- [PROBLEM]: Transcribe the records below exactly as written, from the opening line through the line that contains "instance: [(826, 168)]".

- [DATA FOR ANALYSIS]:
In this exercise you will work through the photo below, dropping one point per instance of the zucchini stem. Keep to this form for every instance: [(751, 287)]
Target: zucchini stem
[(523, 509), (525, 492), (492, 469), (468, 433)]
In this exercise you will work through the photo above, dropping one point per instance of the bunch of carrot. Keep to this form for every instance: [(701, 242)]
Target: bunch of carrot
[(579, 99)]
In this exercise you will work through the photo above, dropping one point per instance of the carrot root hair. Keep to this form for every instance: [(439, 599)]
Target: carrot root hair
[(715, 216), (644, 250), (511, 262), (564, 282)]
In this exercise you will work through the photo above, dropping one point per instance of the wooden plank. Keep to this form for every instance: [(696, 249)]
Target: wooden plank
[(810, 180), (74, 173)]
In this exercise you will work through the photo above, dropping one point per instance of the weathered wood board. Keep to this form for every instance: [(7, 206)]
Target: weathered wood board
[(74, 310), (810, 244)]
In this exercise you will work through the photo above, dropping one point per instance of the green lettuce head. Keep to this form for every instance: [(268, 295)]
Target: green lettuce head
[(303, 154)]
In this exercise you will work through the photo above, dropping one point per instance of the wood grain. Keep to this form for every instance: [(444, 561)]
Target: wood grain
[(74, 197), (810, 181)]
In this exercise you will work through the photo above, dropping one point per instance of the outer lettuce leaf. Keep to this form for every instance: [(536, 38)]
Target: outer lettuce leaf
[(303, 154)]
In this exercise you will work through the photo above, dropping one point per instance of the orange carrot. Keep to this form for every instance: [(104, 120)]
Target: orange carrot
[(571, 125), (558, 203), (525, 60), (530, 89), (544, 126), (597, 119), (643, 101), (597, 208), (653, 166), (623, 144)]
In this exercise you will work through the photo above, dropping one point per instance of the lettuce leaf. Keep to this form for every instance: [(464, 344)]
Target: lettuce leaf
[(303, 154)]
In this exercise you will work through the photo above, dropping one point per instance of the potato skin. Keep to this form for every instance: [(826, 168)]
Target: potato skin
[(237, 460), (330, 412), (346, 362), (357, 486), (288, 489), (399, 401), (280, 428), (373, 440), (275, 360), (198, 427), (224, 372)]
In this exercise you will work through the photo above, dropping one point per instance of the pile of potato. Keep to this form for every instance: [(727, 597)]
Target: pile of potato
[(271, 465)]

- [ANSWER AREA]:
In this exercise you will work through the photo below, dropping one point per instance of the zucchini stem. Keep to this form for every instance: [(751, 287)]
Target: zucchini stem
[(523, 509), (525, 492), (492, 469), (468, 433)]
In this exercise you will work through the photo above, dropping one point per instance of the bunch of carrot. Keep to this form for every instance: [(701, 242)]
Target: bunch of carrot
[(579, 99)]
In this exercise you will work through the photo above, dropping one point per instance of the carrot root hair. Keep to this form for every instance: [(439, 599)]
Target: carrot root hair
[(715, 216), (644, 250), (511, 262), (564, 282)]
In this exercise you will work through the photo above, dropping one point per instance of the wooden plank. Keep to this form for every instance: [(696, 249)]
Target: wooden plank
[(810, 180), (74, 173)]
In this exercise you will work through the photo above, dropping one point per instance of the weathered wood board. Keep to this form for every instance: [(7, 206)]
Target: weathered wood board
[(74, 310), (810, 244)]
In this exercise you will work through the photo above, dropping one point per instance of the green lettuce head. Keep to this form for every instance: [(268, 295)]
Target: green lettuce head
[(303, 154)]
In this exercise you will work through the photo above, dropping one point per instance of the wood grain. Keep to this form for every instance: [(444, 561)]
Target: wood grain
[(74, 197), (810, 181)]
In this exercise you will work through the photo above, dropping one point per instance of the outer lettuce leaf. Keep to this form for every instance: [(536, 38)]
Target: outer lettuce leaf
[(303, 154)]
In this exercise you will work through the photo above, dropping one point per instance of the orange carrot. Keep to this form for every instance: [(104, 120)]
Target: orange carrot
[(571, 125), (558, 203), (525, 60), (530, 89), (544, 126), (597, 119), (643, 101), (597, 208), (653, 166), (623, 144)]
In this exercise you will work through the photo above, dropping one point per instance of the lettuce leaf. Keep to this form for every instance: [(464, 344)]
Target: lettuce leaf
[(303, 154)]
In this exercise you will work through the photo above, dropping one point per instance of the potato skin. Keep to this form for every instance: [(826, 168)]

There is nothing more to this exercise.